## Problem details
Copy everything from the line containing "Note: in this practice we tag every instance of the undermount" down to the end of the records, requests included. Multiply each answer coordinate by 0.25 and round it to a whole number, rounding halves up.

Point placement records
########
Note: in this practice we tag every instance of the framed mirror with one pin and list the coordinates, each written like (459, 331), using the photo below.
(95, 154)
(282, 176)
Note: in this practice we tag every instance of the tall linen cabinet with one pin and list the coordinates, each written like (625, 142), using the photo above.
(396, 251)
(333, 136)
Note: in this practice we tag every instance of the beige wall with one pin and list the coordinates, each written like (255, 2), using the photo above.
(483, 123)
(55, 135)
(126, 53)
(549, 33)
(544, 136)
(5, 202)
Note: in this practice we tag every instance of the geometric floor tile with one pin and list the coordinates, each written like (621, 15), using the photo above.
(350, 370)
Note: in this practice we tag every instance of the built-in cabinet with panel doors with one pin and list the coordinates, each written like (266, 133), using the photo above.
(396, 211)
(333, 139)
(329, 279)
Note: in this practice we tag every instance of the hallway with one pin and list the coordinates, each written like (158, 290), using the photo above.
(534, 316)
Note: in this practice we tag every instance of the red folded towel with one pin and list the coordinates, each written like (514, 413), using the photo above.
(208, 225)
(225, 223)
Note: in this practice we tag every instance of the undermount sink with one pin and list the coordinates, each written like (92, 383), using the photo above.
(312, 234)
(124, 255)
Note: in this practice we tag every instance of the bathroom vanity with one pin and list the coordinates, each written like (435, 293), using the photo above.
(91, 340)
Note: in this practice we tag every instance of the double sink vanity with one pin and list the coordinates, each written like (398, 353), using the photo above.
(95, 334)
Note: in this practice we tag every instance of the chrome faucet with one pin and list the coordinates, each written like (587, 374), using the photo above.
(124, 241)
########
## Answer to this problem
Note: in this practice we tag every instance of the undermount sink with one pin and list the coordinates, each written like (92, 383), using the photo above.
(78, 59)
(31, 64)
Note: in this practice we tag every instance of the bathroom vanity with one pin and list the coordinates, each written like (435, 293), using the photo above.
(23, 85)
Note: in this practice we tag every instance of the double sink vanity with one pin and list the coordinates, each written like (398, 353), using the photo above.
(24, 84)
Note: in this practice we tag every instance of the chrome faucet with one pin and list the coordinates, each written like (587, 374), using the photo above.
(31, 60)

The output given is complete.